Executive Summary
OpenAI, in collaboration with AMD, Broadcom, Intel, Microsoft, and NVIDIA, has developed and released the Multipath Reliable Connection (MRC) protocol. Delivered as a specification through the Open Compute Project (OCP), MRC is a new networking protocol designed to improve the performance and resilience of large-scale AI training clusters. The protocol addresses key challenges like network congestion and link failures by spreading data transfers across hundreds of paths, enabling microsecond-level rerouting around failures and simplifying network design.
Key Takeaways
* Protocol Name: Multipath Reliable Connection (MRC).
* Core Function: MRC sprays packets from a single data transfer across hundreds of network paths simultaneously, which improves load balancing and fault tolerance.
* Microsecond Fault Tolerance: The protocol can detect network failures or congestion and reroute traffic in microseconds, minimizing interruptions to synchronous training jobs that are highly sensitive to delays.
* Simplified Network Design: MRC utilizes IPv6 Segment Routing (SRv6), allowing the sender to specify the exact path a packet travels. This eliminates the need for complex dynamic routing protocols like BGP, reducing a potential source of failure.
* Enables Multi-plane Topologies: The protocol is designed for multi-plane networks where a single high-speed interface is split into multiple lower-speed parallel networks. This increases path diversity, lowers costs, and reduces power consumption.
* Availability: The MRC specification is now available through the Open Compute Project (OCP) for industry-wide adoption. It is already deployed in OpenAI's largest NVIDIA GB200 supercomputers.
Strategic Importance
By open-sourcing MRC, OpenAI is standardizing a critical component of the AI infrastructure stack, aiming to unblock a key bottleneck in scaling AI models and fostering a broader ecosystem for building more efficient and resilient supercomputers.

Data excerpts:

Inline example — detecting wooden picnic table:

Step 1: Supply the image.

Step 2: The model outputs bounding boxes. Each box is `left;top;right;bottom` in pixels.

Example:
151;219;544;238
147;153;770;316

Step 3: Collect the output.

• Complete the following:
[a] According to the MRC protocol summary, where is MRC already deployed?
[b] Translate this sentence from the MRC protocol summary into Spanish: "It is already deployed in OpenAI's largest NVIDIA GB200 supercomputers."
[c] Duplicate the part of the MRC protocol summary from "Strategic Importance" up to and including "and resilient supercomputers.".

• Responses per task:
[a] In OpenAI's largest NVIDIA GB200 supercomputers.

[b] Ya está implementado en las supercomputadoras NVIDIA GB200 más grandes de OpenAI.

[c]
Strategic Importance
By open-sourcing MRC, OpenAI is standardizing a critical component of the AI infrastructure stack, aiming to unblock a key bottleneck in scaling AI models and fostering a broader ecosystem for building more efficient and resilient supercomputers.